Task objective: Starting at the line that contains "Where can the glass bowl", print every remaining line of the entries, unchanged, and output nothing more.
### Supplied records
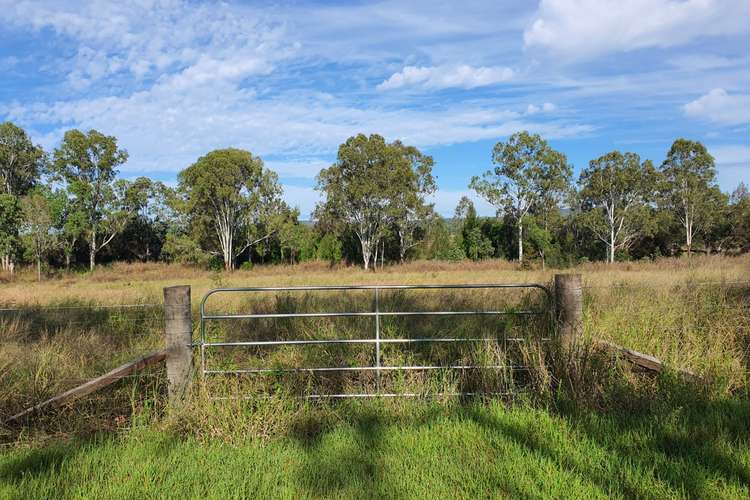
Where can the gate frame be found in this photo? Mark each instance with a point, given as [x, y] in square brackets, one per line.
[377, 340]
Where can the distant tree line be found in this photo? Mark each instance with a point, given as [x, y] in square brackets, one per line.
[68, 208]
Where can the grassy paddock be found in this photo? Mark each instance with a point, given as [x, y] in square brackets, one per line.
[445, 450]
[607, 432]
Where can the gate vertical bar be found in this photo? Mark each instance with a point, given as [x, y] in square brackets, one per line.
[569, 309]
[178, 332]
[377, 336]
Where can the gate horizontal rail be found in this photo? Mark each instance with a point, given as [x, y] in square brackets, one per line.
[377, 341]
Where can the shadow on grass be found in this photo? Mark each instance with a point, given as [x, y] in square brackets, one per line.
[688, 447]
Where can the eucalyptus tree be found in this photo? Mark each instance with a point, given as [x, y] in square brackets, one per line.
[150, 216]
[230, 199]
[21, 165]
[39, 224]
[527, 173]
[689, 188]
[409, 208]
[88, 162]
[614, 192]
[375, 185]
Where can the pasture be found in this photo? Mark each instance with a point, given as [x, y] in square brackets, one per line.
[595, 428]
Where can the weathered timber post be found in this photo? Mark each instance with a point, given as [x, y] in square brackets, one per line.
[178, 331]
[569, 308]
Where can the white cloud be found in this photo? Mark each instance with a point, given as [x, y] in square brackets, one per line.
[732, 165]
[301, 197]
[146, 38]
[547, 107]
[166, 127]
[582, 29]
[443, 77]
[720, 107]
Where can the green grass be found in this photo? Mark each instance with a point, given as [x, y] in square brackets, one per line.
[469, 451]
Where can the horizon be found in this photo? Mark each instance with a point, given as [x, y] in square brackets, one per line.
[289, 82]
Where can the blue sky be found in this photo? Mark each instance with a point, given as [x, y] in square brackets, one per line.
[291, 80]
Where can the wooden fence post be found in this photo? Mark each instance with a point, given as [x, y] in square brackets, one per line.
[569, 308]
[178, 331]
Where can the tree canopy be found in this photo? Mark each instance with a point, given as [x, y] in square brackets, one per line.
[527, 173]
[231, 200]
[373, 186]
[689, 187]
[87, 163]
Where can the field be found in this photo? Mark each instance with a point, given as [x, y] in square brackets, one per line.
[593, 429]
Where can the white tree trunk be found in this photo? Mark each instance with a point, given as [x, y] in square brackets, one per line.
[366, 253]
[92, 251]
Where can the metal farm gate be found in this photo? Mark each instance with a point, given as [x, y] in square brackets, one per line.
[541, 309]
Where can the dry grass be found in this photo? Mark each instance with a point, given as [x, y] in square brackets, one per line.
[654, 307]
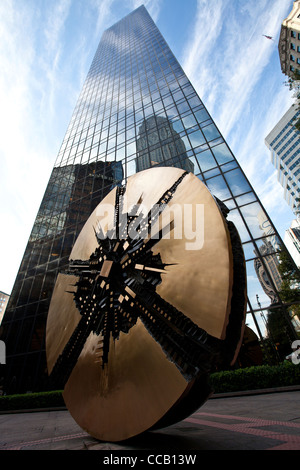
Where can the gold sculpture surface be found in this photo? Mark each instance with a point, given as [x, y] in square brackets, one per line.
[153, 301]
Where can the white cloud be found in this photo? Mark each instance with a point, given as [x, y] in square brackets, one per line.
[226, 54]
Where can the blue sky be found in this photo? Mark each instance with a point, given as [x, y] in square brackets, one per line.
[46, 48]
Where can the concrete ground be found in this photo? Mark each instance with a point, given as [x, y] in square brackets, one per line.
[267, 421]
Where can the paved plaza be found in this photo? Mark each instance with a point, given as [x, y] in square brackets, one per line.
[268, 421]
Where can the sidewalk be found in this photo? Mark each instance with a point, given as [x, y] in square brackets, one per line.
[257, 422]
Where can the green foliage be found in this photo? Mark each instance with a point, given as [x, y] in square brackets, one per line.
[256, 377]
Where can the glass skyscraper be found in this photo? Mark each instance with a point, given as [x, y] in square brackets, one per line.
[137, 109]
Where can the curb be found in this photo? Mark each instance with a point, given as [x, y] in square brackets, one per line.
[243, 393]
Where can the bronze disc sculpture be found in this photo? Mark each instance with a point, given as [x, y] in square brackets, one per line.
[153, 302]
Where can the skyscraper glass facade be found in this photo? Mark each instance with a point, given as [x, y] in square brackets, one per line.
[137, 109]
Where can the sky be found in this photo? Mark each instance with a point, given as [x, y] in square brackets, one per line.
[46, 49]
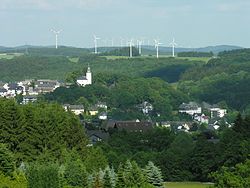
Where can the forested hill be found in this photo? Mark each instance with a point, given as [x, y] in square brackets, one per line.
[59, 67]
[225, 79]
[46, 51]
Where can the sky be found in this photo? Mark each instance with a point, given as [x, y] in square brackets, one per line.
[193, 23]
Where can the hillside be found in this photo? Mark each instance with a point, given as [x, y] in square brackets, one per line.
[222, 80]
[57, 67]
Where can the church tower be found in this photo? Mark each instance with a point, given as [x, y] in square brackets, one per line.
[89, 76]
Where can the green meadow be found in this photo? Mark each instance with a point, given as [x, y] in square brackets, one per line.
[188, 185]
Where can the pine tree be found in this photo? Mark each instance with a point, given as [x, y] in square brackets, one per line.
[6, 161]
[109, 178]
[98, 181]
[120, 177]
[154, 175]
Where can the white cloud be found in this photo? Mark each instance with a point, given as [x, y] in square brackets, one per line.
[52, 4]
[233, 6]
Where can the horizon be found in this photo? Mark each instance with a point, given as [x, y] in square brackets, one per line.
[192, 23]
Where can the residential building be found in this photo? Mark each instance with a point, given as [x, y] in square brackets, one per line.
[85, 80]
[103, 116]
[218, 112]
[3, 92]
[97, 136]
[130, 126]
[146, 107]
[76, 109]
[29, 99]
[46, 86]
[191, 108]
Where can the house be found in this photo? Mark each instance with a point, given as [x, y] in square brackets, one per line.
[46, 86]
[2, 84]
[32, 91]
[76, 109]
[177, 125]
[29, 99]
[218, 122]
[85, 80]
[3, 92]
[103, 116]
[218, 112]
[93, 111]
[191, 108]
[201, 118]
[130, 126]
[146, 107]
[97, 136]
[13, 89]
[102, 105]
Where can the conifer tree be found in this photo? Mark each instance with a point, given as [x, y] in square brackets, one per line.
[109, 178]
[6, 161]
[154, 175]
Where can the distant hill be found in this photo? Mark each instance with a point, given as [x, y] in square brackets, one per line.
[73, 51]
[46, 50]
[150, 50]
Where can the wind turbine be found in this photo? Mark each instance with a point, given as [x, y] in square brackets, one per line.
[56, 34]
[95, 42]
[157, 44]
[131, 48]
[140, 42]
[173, 44]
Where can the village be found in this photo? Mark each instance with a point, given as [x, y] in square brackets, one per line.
[203, 115]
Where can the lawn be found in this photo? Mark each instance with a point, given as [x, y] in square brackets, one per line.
[187, 185]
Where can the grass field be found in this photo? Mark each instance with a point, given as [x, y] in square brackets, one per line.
[187, 185]
[9, 56]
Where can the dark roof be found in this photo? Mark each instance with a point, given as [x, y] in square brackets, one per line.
[130, 125]
[12, 86]
[98, 133]
[29, 97]
[103, 114]
[2, 84]
[82, 78]
[189, 106]
[76, 107]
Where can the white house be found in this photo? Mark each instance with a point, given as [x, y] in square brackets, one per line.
[218, 112]
[85, 80]
[3, 92]
[103, 116]
[191, 108]
[102, 105]
[29, 99]
[76, 109]
[201, 118]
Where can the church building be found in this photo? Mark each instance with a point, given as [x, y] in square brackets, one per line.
[85, 80]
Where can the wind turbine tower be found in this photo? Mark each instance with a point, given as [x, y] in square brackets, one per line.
[173, 44]
[95, 42]
[157, 44]
[56, 34]
[131, 48]
[140, 42]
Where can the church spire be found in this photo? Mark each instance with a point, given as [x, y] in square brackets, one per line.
[88, 70]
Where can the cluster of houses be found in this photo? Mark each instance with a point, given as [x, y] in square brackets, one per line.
[214, 115]
[99, 110]
[30, 89]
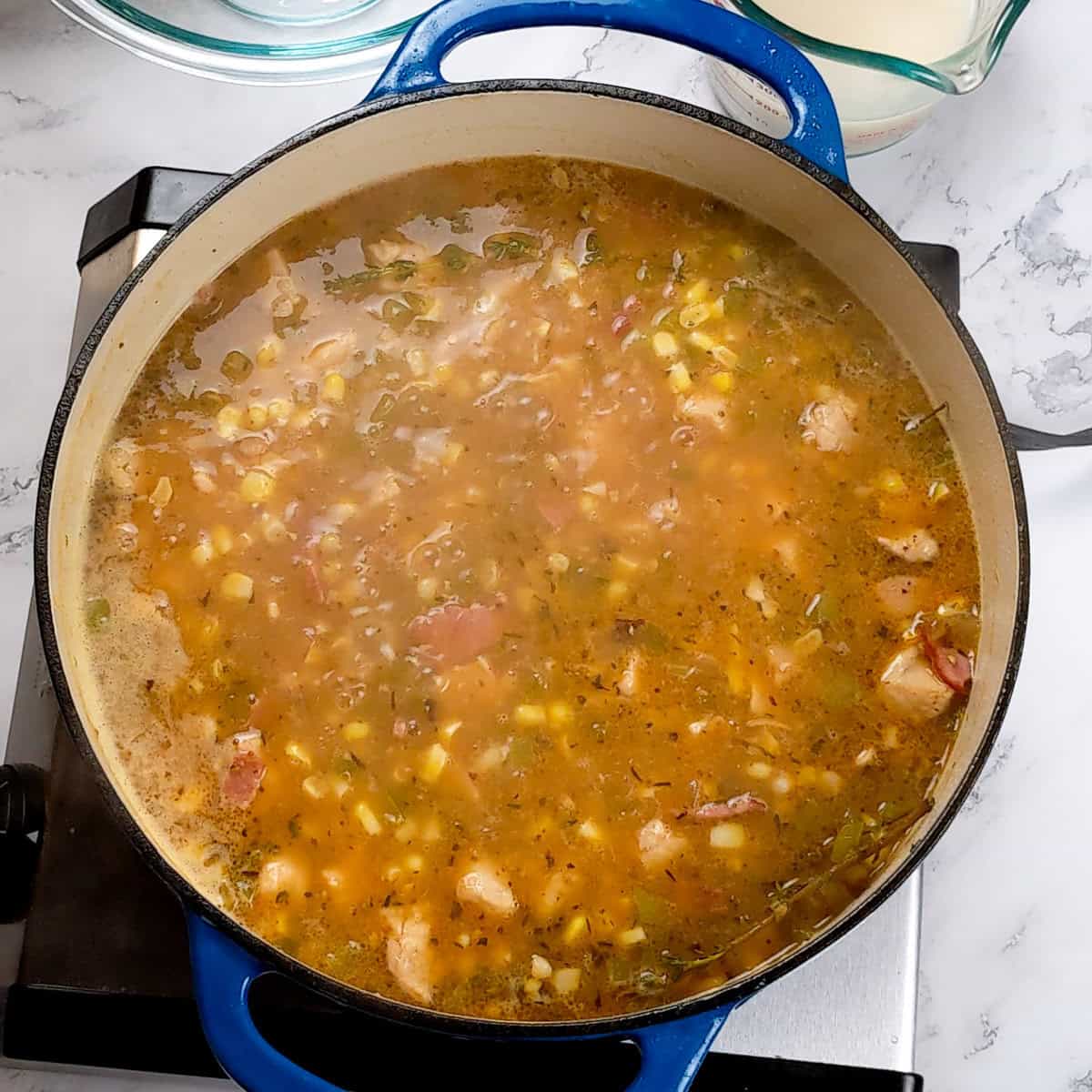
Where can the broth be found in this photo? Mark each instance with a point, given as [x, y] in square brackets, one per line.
[531, 589]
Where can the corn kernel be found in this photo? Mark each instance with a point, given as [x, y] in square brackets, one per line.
[238, 585]
[256, 487]
[557, 562]
[333, 388]
[725, 358]
[162, 494]
[228, 420]
[890, 480]
[316, 786]
[938, 490]
[678, 378]
[560, 714]
[617, 590]
[530, 716]
[202, 554]
[567, 980]
[664, 344]
[577, 929]
[697, 292]
[367, 818]
[298, 753]
[727, 835]
[435, 760]
[268, 352]
[694, 315]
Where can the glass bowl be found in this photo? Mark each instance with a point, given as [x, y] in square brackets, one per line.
[258, 42]
[880, 97]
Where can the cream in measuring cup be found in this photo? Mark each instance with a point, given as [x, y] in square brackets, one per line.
[906, 54]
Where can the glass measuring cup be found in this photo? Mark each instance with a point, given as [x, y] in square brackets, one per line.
[880, 97]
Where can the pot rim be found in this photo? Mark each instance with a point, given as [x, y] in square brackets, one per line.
[401, 1011]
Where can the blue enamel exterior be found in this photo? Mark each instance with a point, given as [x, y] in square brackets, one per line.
[223, 975]
[816, 134]
[223, 972]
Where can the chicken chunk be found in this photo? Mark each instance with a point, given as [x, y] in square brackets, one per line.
[486, 888]
[910, 688]
[901, 596]
[658, 844]
[409, 951]
[915, 546]
[557, 893]
[830, 425]
[283, 874]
######
Task response:
Where can the glass bowl be found in this photo? Mark each instance with a point, given as [x, y] in square brackets, one per line.
[258, 42]
[880, 97]
Where can the cream in measuring cup be found in this photo? Mark each instance with a point, given as [x, y] in square brackets, one per line.
[906, 54]
Where can the glass measuring cup be found in this photo? Mark each instance with a point, given as [x, y] in square brackets, one per line.
[880, 97]
Where can the pot rim be found in this photo? Mark each instance with a point, given as [x, y] in square brackets, one per line.
[401, 1011]
Where can the blue enamel exterior be found in this photo? Mark each instance with a point, given as [x, y] in square brackets, one per line.
[223, 975]
[816, 134]
[223, 972]
Where can the chicken chunk be found in this photo? Mark each instance with a point, given as [x, y] in square brackets, one per line.
[486, 888]
[910, 688]
[901, 596]
[658, 844]
[409, 951]
[915, 546]
[557, 893]
[830, 425]
[283, 874]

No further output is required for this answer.